_Requirements_
Answer these questions using the home video column:
1. What date is the column for?
2. Who directed the film adaptation of Cujo?
3. How far into that film does the dog first kill someone?

Streaming might be the future, but physical media is still the present. It’s also awesome, depending on the title, the label, and the release, so each week we take a look at the new Blu-rays and DVDs making their way into the world. Welcome to this week in Home Video for October 24th, 2023! This week’s home video selection includes Cujo, The Others, and Red Dragon on 4K UHD, and more. Check out our picks below.
Pick of the Week
Cujo [4K UHD, KL Studio Classics]
What is it? A rabid dog terrorizes a woman and her young son.
Why see it? Stephen King’s filmography is filled with highs and lows, and one of those highs that doesn’t get the love it deserves is Lewis Teague’s adaptation of Cujo. Any modern reboot would kick things off immediately, but Teague’s film doesn’t let the dog kill someone until over forty minutes in, and Dee Wallace doesn’t pull to a stop until after the halfway point. Teague spends time with these characters, supporting characters, and the Cujo himself, all of which adds to the drama and terror that follows. Suspense and harrowing horror follows, and while Teague changes up King’s original ending it’s for the best given the performances by Wallace and young Danny Pintauro. Kino’s new 4K looks fantastic with both bright color and sharp details, and along with a bevy of extras this release becomes a must-have for genre fans.

_Extracted information_
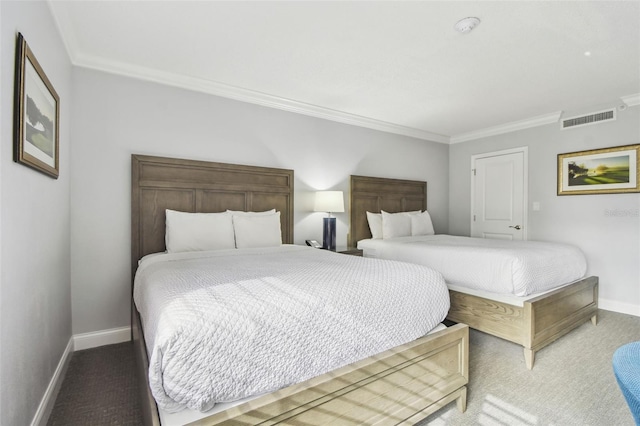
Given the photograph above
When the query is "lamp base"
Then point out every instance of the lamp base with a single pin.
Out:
(329, 233)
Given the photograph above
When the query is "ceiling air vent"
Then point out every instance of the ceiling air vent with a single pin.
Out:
(586, 120)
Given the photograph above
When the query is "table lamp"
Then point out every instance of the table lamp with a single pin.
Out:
(330, 202)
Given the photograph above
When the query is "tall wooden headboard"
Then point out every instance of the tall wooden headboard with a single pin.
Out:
(374, 194)
(159, 183)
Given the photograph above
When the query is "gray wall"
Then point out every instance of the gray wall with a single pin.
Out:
(35, 301)
(116, 116)
(605, 227)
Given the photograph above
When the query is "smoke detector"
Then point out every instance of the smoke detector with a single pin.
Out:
(466, 25)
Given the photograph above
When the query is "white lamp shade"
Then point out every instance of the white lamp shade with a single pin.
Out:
(329, 201)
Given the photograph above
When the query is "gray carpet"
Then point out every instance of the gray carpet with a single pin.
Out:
(572, 382)
(100, 388)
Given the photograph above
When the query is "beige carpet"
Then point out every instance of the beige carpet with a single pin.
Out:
(572, 381)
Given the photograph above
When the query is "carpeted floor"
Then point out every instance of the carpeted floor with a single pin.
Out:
(572, 383)
(100, 388)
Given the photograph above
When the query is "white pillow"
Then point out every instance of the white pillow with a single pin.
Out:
(257, 231)
(243, 213)
(397, 224)
(375, 224)
(421, 224)
(198, 231)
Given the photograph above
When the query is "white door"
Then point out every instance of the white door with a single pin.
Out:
(499, 195)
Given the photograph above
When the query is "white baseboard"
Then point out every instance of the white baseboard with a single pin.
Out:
(77, 342)
(620, 307)
(101, 338)
(48, 400)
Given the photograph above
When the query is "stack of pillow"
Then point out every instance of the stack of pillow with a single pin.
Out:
(227, 230)
(404, 224)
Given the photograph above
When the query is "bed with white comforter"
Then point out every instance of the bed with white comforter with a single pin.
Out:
(519, 268)
(227, 324)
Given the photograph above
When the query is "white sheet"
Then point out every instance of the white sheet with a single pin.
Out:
(520, 268)
(224, 325)
(188, 416)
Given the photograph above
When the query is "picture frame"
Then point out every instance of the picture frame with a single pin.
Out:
(36, 114)
(600, 171)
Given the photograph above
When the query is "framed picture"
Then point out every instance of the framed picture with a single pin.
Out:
(36, 114)
(599, 171)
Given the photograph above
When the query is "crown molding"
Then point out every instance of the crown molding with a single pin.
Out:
(250, 96)
(508, 127)
(631, 100)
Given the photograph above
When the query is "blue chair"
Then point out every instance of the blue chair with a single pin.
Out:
(626, 366)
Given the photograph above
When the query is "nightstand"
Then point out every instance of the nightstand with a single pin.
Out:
(349, 250)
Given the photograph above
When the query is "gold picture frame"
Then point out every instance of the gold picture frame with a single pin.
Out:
(36, 114)
(599, 171)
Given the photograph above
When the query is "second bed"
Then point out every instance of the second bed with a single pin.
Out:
(542, 304)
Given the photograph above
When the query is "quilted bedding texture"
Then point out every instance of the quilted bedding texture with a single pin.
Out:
(224, 325)
(519, 268)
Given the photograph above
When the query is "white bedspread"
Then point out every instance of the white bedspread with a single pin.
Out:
(514, 267)
(228, 324)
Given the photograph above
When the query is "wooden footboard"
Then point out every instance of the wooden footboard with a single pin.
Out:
(537, 323)
(400, 386)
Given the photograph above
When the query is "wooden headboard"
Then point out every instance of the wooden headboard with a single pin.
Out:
(159, 183)
(374, 194)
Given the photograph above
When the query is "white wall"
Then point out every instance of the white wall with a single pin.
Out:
(605, 227)
(35, 302)
(116, 116)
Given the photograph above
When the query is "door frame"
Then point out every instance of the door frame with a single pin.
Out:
(525, 183)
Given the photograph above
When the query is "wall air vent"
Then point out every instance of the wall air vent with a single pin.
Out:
(585, 120)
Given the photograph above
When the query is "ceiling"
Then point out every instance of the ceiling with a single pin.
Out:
(394, 66)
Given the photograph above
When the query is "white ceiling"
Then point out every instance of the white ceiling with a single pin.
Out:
(396, 66)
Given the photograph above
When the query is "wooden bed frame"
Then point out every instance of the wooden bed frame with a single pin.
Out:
(400, 386)
(537, 323)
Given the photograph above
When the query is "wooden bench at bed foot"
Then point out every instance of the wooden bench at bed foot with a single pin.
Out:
(530, 354)
(536, 324)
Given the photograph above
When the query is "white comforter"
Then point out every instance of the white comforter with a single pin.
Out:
(224, 325)
(509, 267)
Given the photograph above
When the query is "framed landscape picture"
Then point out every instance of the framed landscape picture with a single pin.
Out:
(599, 171)
(36, 114)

_Solution to the exercise_
1. October 24th, 2023
2. Lewis Teague
3. Over forty minutes in